[Set exercise]
Please state how many lines in the items below contain the string "vest". Give only the number.

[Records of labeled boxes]
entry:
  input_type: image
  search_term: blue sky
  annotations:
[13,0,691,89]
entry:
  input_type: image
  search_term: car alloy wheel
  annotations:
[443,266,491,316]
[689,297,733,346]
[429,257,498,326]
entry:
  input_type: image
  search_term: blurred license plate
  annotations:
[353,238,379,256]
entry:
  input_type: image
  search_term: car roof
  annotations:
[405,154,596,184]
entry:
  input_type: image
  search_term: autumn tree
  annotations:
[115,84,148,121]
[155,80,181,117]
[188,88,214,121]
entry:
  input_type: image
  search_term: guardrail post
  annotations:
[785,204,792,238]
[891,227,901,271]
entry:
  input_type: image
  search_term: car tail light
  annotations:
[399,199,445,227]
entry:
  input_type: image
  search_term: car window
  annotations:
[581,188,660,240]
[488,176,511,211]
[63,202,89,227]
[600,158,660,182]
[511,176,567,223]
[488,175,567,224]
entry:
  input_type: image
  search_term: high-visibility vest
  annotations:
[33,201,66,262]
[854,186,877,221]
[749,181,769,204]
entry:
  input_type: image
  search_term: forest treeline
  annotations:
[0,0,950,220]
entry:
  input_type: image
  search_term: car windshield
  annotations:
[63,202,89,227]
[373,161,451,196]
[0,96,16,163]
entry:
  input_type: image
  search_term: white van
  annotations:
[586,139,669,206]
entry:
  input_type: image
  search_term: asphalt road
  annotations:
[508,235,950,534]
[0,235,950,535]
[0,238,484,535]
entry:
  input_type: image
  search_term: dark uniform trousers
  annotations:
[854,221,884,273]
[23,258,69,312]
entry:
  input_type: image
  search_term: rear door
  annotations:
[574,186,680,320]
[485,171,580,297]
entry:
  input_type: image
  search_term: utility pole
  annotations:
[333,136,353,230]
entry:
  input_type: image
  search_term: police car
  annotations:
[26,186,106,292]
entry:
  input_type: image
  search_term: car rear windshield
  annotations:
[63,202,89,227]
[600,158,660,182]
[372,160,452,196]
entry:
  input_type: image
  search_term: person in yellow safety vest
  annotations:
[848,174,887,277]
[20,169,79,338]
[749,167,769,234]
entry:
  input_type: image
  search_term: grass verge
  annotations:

[Output]
2